In the entries that follow, identify the line containing "Point out the master" and return it together with all later lines, exactly as they appear.

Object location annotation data
================================
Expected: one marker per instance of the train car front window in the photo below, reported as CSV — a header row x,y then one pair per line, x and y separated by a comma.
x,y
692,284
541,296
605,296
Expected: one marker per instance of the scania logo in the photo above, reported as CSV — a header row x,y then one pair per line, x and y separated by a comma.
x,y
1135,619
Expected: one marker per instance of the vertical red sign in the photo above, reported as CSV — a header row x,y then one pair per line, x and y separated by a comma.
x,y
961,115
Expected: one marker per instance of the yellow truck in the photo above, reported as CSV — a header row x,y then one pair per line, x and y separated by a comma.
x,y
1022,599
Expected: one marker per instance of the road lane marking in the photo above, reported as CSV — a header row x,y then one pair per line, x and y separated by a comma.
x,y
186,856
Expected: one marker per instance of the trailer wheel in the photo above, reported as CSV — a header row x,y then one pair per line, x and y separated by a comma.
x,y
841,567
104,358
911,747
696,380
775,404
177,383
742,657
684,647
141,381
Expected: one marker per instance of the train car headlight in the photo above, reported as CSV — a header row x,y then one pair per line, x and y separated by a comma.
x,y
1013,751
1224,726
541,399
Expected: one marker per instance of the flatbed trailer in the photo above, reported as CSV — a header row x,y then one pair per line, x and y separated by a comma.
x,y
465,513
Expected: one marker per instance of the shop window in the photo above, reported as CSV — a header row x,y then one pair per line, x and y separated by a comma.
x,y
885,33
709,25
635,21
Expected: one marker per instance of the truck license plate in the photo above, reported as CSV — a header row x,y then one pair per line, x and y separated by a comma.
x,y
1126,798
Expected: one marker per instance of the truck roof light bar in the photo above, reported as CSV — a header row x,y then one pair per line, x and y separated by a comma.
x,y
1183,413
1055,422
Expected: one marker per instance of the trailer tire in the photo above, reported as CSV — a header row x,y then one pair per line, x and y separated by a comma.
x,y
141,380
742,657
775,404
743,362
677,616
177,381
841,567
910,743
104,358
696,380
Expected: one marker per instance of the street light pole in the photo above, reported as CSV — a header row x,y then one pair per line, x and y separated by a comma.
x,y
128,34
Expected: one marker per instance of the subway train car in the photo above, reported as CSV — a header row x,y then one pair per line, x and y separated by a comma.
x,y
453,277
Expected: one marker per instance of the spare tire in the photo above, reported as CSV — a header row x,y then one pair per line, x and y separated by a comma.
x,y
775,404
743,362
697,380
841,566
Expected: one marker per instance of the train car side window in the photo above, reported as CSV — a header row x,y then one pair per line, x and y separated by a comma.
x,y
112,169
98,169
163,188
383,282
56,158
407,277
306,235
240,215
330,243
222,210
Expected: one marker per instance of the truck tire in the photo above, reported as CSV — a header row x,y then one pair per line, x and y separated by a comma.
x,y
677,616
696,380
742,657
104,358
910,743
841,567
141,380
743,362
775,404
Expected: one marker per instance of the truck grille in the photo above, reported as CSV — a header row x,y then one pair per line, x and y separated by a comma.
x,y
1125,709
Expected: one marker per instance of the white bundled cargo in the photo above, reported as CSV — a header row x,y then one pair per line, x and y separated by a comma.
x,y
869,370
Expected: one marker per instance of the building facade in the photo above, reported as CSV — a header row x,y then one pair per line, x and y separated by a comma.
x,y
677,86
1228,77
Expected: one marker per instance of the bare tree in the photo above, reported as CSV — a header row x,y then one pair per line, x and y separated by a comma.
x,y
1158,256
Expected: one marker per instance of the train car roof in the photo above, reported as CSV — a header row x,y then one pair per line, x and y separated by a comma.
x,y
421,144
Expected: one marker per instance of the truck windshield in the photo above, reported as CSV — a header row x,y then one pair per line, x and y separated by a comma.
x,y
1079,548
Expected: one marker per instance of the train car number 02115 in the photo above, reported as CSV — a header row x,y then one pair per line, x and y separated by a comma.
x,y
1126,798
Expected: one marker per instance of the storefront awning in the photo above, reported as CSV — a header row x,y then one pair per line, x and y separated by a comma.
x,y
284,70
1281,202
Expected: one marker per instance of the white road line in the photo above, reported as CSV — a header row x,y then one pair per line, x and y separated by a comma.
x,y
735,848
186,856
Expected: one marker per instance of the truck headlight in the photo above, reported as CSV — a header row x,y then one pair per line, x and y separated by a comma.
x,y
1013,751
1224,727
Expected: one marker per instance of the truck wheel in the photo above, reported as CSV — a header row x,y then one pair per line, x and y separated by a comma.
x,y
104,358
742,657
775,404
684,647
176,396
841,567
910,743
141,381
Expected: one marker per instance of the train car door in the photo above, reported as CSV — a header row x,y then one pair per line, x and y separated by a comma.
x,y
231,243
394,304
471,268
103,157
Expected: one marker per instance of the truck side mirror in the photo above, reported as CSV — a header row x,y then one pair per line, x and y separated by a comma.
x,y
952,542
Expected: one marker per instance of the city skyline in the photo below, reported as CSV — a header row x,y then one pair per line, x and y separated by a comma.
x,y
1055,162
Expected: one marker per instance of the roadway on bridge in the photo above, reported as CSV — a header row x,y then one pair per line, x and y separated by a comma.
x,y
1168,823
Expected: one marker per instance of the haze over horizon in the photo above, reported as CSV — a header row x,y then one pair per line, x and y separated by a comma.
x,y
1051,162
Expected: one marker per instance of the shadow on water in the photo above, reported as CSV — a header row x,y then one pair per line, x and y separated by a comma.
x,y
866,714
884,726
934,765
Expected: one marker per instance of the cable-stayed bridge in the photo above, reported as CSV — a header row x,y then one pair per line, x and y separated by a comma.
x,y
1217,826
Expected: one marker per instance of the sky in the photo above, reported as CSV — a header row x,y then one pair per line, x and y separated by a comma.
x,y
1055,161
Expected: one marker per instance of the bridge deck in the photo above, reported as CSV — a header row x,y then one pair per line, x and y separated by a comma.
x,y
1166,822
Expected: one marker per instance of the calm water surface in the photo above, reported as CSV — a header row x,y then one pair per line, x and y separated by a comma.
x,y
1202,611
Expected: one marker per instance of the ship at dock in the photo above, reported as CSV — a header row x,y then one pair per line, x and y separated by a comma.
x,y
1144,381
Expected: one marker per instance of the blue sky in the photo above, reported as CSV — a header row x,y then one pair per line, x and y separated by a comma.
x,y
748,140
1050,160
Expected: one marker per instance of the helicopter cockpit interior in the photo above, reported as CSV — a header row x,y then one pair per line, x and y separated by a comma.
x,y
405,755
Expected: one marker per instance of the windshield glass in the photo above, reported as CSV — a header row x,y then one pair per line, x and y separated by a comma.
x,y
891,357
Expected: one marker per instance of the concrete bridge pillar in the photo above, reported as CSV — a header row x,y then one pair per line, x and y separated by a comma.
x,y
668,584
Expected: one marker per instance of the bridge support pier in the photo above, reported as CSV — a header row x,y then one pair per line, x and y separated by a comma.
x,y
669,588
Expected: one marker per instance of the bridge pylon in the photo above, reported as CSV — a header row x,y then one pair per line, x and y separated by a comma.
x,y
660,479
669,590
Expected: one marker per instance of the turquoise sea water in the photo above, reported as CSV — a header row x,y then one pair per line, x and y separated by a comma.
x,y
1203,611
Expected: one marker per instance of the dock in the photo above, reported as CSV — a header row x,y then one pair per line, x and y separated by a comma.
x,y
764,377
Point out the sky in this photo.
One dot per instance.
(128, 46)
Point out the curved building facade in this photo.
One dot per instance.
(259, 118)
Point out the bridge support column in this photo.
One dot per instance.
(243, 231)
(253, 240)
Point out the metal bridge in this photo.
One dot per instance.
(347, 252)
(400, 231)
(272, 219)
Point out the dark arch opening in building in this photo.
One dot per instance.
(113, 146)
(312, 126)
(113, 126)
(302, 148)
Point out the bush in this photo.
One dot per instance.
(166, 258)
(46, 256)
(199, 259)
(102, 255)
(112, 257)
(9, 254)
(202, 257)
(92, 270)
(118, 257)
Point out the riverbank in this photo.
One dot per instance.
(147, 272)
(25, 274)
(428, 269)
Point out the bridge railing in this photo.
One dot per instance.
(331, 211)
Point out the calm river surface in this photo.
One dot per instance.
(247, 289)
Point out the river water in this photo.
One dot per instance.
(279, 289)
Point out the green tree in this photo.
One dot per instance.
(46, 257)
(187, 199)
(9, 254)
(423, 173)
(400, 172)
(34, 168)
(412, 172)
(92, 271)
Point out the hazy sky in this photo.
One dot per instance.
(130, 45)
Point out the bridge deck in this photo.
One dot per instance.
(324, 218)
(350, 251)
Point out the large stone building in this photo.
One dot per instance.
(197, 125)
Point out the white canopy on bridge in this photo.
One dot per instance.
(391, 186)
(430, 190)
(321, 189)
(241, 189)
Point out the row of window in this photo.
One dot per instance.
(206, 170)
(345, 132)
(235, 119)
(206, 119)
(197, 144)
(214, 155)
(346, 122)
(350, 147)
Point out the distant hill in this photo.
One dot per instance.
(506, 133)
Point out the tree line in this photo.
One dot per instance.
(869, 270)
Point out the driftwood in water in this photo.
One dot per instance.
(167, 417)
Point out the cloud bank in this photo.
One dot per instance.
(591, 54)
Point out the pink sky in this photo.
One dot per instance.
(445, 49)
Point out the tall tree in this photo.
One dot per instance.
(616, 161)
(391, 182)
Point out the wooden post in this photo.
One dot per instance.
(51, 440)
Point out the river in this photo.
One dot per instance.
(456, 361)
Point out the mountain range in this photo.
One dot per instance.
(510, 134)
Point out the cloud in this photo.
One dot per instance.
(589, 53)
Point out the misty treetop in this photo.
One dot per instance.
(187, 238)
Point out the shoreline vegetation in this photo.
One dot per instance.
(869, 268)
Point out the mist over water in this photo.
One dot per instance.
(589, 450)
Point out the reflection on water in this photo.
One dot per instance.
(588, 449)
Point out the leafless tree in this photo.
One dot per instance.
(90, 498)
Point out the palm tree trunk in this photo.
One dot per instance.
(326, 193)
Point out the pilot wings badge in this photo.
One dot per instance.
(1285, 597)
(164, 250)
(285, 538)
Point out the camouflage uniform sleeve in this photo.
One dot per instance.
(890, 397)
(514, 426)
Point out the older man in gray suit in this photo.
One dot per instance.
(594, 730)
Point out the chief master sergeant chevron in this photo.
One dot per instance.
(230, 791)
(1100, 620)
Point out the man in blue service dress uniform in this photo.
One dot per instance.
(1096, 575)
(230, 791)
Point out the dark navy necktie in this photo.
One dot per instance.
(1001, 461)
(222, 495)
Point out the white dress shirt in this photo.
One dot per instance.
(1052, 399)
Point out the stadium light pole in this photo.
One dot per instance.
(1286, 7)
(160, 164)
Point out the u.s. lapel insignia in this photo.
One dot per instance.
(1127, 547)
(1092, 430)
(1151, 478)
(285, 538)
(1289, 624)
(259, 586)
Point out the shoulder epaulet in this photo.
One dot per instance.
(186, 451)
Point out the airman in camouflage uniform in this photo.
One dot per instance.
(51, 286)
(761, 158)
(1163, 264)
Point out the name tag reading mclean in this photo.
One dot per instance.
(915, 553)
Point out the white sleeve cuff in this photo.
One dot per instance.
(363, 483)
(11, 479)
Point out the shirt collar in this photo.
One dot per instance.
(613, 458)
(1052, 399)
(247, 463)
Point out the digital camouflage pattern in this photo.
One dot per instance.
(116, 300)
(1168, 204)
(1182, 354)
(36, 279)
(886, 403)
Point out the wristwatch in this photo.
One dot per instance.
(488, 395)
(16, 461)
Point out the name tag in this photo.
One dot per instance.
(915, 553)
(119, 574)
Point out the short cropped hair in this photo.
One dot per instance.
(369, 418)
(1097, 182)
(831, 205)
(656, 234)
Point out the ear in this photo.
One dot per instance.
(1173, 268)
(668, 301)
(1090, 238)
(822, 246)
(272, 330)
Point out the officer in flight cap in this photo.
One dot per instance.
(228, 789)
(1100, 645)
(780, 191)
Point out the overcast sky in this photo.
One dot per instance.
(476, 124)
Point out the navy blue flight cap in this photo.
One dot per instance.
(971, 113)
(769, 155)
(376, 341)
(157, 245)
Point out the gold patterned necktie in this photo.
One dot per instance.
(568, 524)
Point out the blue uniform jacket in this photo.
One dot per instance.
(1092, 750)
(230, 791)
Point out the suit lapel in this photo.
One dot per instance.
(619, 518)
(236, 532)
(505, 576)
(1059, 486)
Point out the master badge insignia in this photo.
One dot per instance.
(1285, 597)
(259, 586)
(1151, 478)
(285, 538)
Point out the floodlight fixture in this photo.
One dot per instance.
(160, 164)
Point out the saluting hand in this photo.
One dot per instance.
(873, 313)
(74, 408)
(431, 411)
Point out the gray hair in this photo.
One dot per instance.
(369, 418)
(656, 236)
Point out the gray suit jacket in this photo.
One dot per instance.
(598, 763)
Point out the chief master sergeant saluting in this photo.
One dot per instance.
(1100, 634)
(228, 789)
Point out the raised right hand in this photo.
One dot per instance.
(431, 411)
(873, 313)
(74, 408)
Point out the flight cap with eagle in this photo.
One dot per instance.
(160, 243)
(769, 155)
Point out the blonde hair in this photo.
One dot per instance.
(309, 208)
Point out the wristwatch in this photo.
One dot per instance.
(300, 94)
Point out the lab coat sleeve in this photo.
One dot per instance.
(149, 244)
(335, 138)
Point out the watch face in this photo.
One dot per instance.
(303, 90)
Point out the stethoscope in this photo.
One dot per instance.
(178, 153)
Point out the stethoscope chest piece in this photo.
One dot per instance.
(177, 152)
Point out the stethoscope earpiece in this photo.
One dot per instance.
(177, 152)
================================
The solution>
Point out the master badge insignia in this photo.
One dot per instance.
(1285, 597)
(259, 586)
(1151, 478)
(285, 538)
Point out the floodlight fixture in this photo.
One dot per instance.
(160, 164)
Point out the saluting hand in this photo.
One dot per instance.
(873, 313)
(74, 408)
(431, 411)
Point out the gray hair in this photo.
One dot per instance.
(369, 418)
(656, 236)
Point out the gray suit jacket in this photo.
One dot per instance.
(598, 763)
Point out the chief master sergeant saluting in this photo.
One dot per instance.
(1100, 634)
(228, 789)
Point out the raised right hand in this photo.
One dot per instance.
(431, 411)
(873, 313)
(74, 408)
Point out the flight cap with eagle in this photo.
One dot per instance.
(160, 243)
(769, 155)
Point out the blonde hair in this photo.
One dot per instance.
(309, 208)
Point out the wristwatch in this photo.
One dot per instance.
(300, 94)
Point out the lab coat sleeve in this photo.
One dot per instance.
(149, 244)
(335, 138)
Point out the watch face in this photo.
One dot per instance.
(303, 90)
Point out the stethoscope in this photo.
One dot per instance.
(178, 153)
Point out the stethoscope chest piece in this photo.
One dot per instance.
(177, 152)
Point out the stethoscope earpiece in this photo.
One dot per instance.
(177, 152)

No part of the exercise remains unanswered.